__Exercise brief__.
Copy each line below holding "woman".

== Extracted information ==

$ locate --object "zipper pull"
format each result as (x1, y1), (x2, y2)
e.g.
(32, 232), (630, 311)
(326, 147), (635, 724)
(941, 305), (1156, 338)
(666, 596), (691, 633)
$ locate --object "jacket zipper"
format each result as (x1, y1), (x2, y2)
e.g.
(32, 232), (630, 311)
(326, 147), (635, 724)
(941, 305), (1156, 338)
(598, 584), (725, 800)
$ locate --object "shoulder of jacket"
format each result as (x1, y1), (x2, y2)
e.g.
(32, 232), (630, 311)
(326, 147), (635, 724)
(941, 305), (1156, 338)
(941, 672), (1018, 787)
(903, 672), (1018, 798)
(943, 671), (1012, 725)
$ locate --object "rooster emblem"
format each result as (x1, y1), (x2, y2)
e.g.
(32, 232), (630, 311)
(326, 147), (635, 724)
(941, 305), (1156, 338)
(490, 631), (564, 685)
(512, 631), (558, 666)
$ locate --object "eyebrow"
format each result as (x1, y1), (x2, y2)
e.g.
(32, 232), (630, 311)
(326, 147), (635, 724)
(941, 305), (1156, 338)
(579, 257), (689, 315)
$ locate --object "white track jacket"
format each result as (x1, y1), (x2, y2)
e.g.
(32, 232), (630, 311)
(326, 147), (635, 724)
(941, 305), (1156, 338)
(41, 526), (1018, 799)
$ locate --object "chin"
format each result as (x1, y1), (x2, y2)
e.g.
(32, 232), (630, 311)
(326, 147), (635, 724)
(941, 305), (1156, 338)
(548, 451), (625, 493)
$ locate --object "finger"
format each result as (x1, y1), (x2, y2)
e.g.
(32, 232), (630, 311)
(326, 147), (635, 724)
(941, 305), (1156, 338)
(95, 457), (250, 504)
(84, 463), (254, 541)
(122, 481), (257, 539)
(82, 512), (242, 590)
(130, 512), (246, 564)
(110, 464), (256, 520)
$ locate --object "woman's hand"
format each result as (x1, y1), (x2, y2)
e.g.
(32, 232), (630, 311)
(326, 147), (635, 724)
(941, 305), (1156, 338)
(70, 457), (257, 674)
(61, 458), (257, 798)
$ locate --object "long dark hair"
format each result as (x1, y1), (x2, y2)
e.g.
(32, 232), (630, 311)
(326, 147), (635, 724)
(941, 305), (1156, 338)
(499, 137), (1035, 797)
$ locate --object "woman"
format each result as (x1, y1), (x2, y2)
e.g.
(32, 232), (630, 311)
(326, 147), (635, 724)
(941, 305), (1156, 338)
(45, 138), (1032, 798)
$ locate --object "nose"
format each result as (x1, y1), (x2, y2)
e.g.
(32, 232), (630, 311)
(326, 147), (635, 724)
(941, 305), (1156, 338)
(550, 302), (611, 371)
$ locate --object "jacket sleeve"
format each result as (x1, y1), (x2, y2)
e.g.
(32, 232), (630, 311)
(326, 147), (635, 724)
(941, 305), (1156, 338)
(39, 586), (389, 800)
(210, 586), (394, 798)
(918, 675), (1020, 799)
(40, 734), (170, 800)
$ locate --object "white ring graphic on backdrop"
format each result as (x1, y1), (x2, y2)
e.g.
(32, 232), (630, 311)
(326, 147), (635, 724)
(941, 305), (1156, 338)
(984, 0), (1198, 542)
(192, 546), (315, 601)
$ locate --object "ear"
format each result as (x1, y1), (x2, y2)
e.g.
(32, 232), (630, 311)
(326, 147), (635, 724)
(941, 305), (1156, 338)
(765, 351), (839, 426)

===

__Written response__.
$ locate --object "woman's hand"
$ locate --object "woman"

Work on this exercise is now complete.